**DIRECTION:**
Lay out the lines below as a CSV with two columns headed "text" and "answer". Each row pairs one line with the coordinates listed after it; enclose both fields in quotation marks and replace each line break with a space.

**RECORDED INFORMATION:**
···

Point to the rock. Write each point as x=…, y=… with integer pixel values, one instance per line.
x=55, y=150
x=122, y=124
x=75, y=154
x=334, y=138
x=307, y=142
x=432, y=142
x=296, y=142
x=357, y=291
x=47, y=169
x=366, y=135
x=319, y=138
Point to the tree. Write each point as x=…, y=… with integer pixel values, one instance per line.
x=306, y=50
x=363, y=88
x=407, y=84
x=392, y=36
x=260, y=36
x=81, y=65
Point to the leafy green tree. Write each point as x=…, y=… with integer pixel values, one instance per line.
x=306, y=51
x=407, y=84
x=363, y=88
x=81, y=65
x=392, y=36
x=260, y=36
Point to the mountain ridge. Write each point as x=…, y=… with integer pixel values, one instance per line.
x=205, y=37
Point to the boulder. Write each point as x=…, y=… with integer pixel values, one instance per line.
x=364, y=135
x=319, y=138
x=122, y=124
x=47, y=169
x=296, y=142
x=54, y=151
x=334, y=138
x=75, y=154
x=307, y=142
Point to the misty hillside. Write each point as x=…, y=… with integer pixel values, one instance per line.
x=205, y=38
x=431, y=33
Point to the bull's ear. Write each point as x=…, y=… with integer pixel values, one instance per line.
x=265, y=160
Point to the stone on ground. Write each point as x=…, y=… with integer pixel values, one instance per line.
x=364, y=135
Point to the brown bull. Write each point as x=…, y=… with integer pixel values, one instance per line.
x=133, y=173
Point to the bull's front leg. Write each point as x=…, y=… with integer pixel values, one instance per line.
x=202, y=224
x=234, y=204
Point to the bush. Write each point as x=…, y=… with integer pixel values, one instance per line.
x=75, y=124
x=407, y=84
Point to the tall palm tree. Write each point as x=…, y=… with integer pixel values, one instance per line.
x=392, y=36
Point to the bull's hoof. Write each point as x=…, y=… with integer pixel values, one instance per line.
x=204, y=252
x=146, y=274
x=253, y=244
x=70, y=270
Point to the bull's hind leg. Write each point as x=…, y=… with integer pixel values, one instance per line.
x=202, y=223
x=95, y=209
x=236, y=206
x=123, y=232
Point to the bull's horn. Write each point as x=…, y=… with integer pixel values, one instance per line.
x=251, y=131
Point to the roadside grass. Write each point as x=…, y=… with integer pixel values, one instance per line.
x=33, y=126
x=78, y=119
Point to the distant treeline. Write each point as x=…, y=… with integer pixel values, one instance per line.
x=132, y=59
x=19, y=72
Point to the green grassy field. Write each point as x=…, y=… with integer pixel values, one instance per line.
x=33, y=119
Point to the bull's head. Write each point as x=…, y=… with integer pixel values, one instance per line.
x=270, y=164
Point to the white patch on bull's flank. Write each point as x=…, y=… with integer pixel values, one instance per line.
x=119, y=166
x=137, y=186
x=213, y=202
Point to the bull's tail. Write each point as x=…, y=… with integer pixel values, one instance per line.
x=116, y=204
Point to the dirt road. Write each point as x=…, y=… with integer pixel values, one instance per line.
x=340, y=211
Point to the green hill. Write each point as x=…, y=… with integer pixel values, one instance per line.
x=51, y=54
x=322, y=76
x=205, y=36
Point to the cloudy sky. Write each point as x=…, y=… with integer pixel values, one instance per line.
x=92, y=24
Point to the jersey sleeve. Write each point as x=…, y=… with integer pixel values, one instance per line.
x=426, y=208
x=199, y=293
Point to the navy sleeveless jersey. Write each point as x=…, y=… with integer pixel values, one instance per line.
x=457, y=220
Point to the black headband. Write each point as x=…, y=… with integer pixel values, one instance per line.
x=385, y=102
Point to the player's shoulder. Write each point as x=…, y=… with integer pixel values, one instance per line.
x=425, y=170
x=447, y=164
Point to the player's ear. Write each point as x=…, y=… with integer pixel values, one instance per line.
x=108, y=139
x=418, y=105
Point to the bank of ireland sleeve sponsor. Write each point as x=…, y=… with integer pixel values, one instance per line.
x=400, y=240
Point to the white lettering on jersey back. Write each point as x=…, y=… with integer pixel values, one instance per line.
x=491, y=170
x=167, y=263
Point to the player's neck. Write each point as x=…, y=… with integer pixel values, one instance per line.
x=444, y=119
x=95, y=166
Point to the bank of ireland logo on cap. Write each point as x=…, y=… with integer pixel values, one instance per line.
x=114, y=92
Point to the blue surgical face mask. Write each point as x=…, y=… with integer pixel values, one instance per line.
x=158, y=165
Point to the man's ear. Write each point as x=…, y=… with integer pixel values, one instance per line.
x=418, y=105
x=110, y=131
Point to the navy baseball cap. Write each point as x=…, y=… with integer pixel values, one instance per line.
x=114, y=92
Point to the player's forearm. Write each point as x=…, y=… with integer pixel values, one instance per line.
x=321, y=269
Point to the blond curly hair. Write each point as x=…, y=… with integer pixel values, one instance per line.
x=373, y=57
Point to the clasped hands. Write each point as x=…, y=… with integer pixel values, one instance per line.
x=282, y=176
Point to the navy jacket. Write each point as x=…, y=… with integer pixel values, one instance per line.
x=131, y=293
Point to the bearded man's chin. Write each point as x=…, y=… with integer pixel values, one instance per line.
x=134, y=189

···

**RESULT OF THE EXERCISE:**
text,answer
"Point to the rock. Write each point as x=…, y=… with integer pixel values, one instance per line.","x=55, y=150 x=122, y=124 x=75, y=154 x=334, y=138 x=307, y=142 x=432, y=142 x=296, y=142 x=357, y=291 x=47, y=169 x=366, y=135 x=319, y=138"
"Point to the tree. Write each point as x=…, y=… with integer pixel values, one instance per line.","x=306, y=50 x=363, y=88 x=407, y=84 x=392, y=36 x=260, y=36 x=81, y=65"
"Point to the leafy green tree. Write each point as x=…, y=… with integer pixel values, one instance per line.","x=306, y=51 x=407, y=84 x=363, y=88 x=81, y=65 x=392, y=36 x=260, y=36"
"Point to the mountain ridge. Write each point as x=…, y=… with integer pixel values, one instance per line.","x=205, y=37"
"Point to the boulder. Write each point as x=…, y=… with integer pixel values, one instance per line.","x=364, y=135 x=319, y=138 x=122, y=124 x=47, y=169 x=296, y=142 x=54, y=151 x=334, y=138 x=75, y=154 x=307, y=142"
"Point to the misty hillside. Write each point as x=…, y=… with integer pixel values, one instance per line.","x=205, y=38 x=431, y=33"
"Point to the bull's ear. Write each point as x=…, y=… with integer pixel values, one instance per line.","x=265, y=160"
"Point to the stone on ground. Write each point as x=…, y=… with integer pixel values, one instance per line.","x=364, y=135"
"Point to the brown bull. Write each point as x=…, y=… with integer pixel values, one instance per line.","x=133, y=173"
"Point to the bull's front leg. Write each point as x=…, y=… with integer pixel values, one instance per line.","x=202, y=224 x=234, y=204"
"Point to the bush. Write each point as x=…, y=… with integer pixel values, one instance per line.","x=75, y=124 x=407, y=84"
"Point to the tall palm tree. Write each point as x=…, y=… with integer pixel values, one instance per line.","x=392, y=36"
"Point to the bull's hoof. Write each point as x=…, y=… with integer pixel values, one instance per line.","x=204, y=252 x=146, y=274 x=253, y=244 x=70, y=270"
"Point to the bull's hind leg. Write each point as x=…, y=… with integer pixel values, one instance per line.","x=202, y=223 x=95, y=209 x=236, y=206 x=123, y=232"
"Point to the bull's horn. Write each point as x=…, y=… with integer pixel values, one instance per line.","x=251, y=131"
"Point to the roadside grass. Write each point as x=…, y=… with integer pixel values, one instance per line.","x=33, y=126 x=78, y=119"
"Point to the distant treeline. Write each point as x=…, y=… with integer pixel values, one instance per line.","x=132, y=59 x=19, y=72"
"Point to the green grassy field. Write each point as x=…, y=… with integer pixel values, one instance per line.","x=33, y=119"
"Point to the bull's head. Write each point as x=…, y=… with integer pixel values, one instance per line.","x=270, y=164"
"Point to the white patch on bull's flank. Write each point as x=…, y=… with integer pixel values, one instance per line.","x=119, y=166 x=137, y=186 x=213, y=202"
"Point to the bull's tail. Write each point as x=…, y=… with integer pixel values, one instance per line.","x=116, y=204"
"Point to the dirt road. Write each point as x=…, y=… with integer pixel values, one instance per line.","x=340, y=211"
"Point to the green hill. Write each point as x=…, y=… with integer pixel values, one instance per line.","x=51, y=54 x=322, y=76 x=205, y=36"
"Point to the cloudy sky. Write each point as x=…, y=… with integer pixel values, one instance per line.","x=92, y=24"
"Point to the jersey sleeve. Write each point as x=…, y=… with integer pixel values, one instance per line.","x=426, y=208 x=199, y=293"
"Point to the navy sleeveless jersey. Write each point as x=…, y=… with integer pixel values, one instance per line.","x=457, y=220"
"Point to the black headband. Write each point as x=…, y=… with integer pixel values, one instance per line.","x=385, y=102"
"Point to the player's shoulder. Write each point as x=…, y=… with integer pixel values, one instance per line.","x=425, y=170 x=447, y=164"
"Point to the player's ear. Write each point as x=…, y=… with integer pixel values, one instance per line.","x=108, y=139 x=418, y=105"
"Point to the bank of ireland sleeve sponsor. Write each point as x=…, y=… with integer pixel values, one instance per line.","x=400, y=240"
"Point to the white lettering on jersey back. Write each point as x=…, y=… with integer pixel values, one instance per line.","x=491, y=170 x=167, y=263"
"Point to the player's neck. Write each point as x=…, y=… with integer pixel values, one instance per line.","x=444, y=119 x=95, y=166"
"Point to the bank of ireland logo on cap. Write each point as x=…, y=… with integer pixel values, one instance per line.","x=114, y=92"
"Point to the blue surgical face mask. Write each point as x=…, y=… with integer pixel values, one instance per line.","x=158, y=165"
"Point to the man's ear. Write each point as x=…, y=… with integer pixel values, one instance per line.","x=418, y=105 x=110, y=131"
"Point to the navy baseball cap. Write each point as x=…, y=… with integer pixel values, one instance per line.","x=114, y=92"
"Point to the player's forearm. Write each point as x=…, y=… with integer pixel values, one instance per line.","x=321, y=269"
"Point to the blond curly hair. Write each point as x=…, y=… with integer pixel values, one instance per line.","x=373, y=57"
"Point to the clasped hands. Write each point as x=…, y=… with integer pixel values, one instance per line.","x=282, y=176"
"Point to the navy jacket. Write each point as x=…, y=… with integer pixel values, one instance per line.","x=131, y=293"
"Point to the bearded man's chin. Write each point as x=…, y=… with integer pixel values, one instance per line.","x=134, y=189"